Di tutti questi pazienti - uno ogni 3 secondi nel mondo - quelli con Alzheimer rappresentano i due terzi. Tanto che la malattia sta scalzando il cancro, in America, nella triste classifica delle malattie più temute. Anche per questo la Giornata mondiale che oggi festeggia un quarto di secolo con la sua 25ma edizione, mobilita sempre di più la comunità internazionale. La demenza nel suo complesso - ricordano dalla Federazione Alzheimer Italia, rappresentante per il Paese di Adi, Alzheimer's Disease International - è la settima causa di morte nel mondo e, come noto, al momento una cura appare decisamente lontana. Non a caso il Rapporto mondiale 2018 è dedicato a "Lo stato dell'arte della ricerca sulla demenza" e si focalizza sul già fatto, sulle speranze e sugli ostacoli nella lotta contro la malattia. Intanto, la diagnosi precoce è la strada più battuta e su cui si concentrano i maggiori sforzi, anche considerando che la fase prodromica può avere inizio anche 15 anni prima. Ma l'attenzione anche in questo caso deve essere decisamente potenziata: la maggior parte delle persone con demenza nel mondo deve ancora ricevere una diagnosi, oltre a un'assistenza sanitaria degna di questo nome.

_COSA FARE_:
1. Trasforma in un elenco puntato il paragrafo del testo sull'Alzheimer che comincia con "Di tutti questi pazienti", tenendo i fatti principali.
2. Che posto occupa la demenza tra le cause di morte nel mondo, secondo il testo sull'Alzheimer?

_ESTRATTI DELLE RIGHE_:
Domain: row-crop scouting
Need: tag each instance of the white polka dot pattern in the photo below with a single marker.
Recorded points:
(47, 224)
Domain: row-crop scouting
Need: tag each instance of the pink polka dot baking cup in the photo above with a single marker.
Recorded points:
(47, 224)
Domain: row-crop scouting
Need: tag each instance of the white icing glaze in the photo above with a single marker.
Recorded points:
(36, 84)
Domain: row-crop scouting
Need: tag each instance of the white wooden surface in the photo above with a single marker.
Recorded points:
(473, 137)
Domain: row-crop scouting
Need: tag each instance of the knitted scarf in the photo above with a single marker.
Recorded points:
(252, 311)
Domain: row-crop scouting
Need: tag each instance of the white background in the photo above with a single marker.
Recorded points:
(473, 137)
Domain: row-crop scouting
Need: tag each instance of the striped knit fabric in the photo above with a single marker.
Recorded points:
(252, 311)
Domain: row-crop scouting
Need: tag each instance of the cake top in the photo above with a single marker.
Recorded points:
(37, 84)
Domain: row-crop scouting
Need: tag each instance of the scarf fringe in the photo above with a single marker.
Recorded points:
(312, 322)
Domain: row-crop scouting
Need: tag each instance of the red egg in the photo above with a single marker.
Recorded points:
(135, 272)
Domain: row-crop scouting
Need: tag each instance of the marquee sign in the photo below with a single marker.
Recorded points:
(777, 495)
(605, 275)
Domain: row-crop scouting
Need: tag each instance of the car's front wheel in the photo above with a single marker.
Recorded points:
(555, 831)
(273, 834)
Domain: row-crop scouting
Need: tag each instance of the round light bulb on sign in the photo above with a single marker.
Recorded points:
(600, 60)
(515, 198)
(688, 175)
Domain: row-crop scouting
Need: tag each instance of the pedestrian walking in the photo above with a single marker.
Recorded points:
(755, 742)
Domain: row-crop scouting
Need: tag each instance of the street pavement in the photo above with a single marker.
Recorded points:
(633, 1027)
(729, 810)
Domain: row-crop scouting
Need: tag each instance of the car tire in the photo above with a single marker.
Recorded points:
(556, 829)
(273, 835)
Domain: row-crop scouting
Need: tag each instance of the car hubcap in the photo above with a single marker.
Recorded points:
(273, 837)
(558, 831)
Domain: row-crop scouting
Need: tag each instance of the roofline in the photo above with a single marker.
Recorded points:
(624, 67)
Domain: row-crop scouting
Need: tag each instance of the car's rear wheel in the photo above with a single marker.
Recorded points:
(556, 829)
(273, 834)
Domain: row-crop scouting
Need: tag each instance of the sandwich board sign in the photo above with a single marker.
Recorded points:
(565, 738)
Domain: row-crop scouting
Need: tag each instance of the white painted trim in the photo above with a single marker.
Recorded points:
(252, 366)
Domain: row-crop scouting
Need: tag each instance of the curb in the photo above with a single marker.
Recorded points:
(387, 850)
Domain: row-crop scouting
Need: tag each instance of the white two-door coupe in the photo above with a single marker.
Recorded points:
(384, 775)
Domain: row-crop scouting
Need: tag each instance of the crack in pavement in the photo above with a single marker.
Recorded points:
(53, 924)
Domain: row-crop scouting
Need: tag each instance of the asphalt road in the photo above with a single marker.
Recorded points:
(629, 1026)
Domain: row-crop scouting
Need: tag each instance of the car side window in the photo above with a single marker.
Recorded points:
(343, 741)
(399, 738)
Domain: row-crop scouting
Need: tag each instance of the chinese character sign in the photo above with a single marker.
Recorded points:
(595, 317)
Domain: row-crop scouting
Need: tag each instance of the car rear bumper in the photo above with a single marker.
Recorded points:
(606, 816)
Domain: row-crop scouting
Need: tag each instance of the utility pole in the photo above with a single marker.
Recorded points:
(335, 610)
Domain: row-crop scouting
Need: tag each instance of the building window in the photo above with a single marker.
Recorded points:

_RISPOSTE NUMERATE_:
1.
- Nel mondo c'è un paziente ogni 3 secondi, e quelli con Alzheimer sono i due terzi.
- In America l'Alzheimer sta superando il cancro tra le malattie più temute.
- La Giornata mondiale è oggi alla 25ª edizione e mobilita sempre di più la comunità internazionale.
- Secondo la Federazione Alzheimer Italia, che rappresenta in Italia Alzheimer's Disease International, la demenza è la settima causa di morte nel mondo.
- Al momento una cura sembra ancora lontana.
- Il Rapporto mondiale 2018 è dedicato a "Lo stato dell'arte della ricerca sulla demenza" e tratta il lavoro già fatto, le speranze e gli ostacoli.
- I maggiori sforzi si concentrano sulla diagnosi precoce, perché la fase prodromica può iniziare anche 15 anni prima.
- La maggior parte delle persone con demenza nel mondo non ha ancora ricevuto una diagnosi né un'assistenza sanitaria adeguata.

2. È la settima causa di morte nel mondo.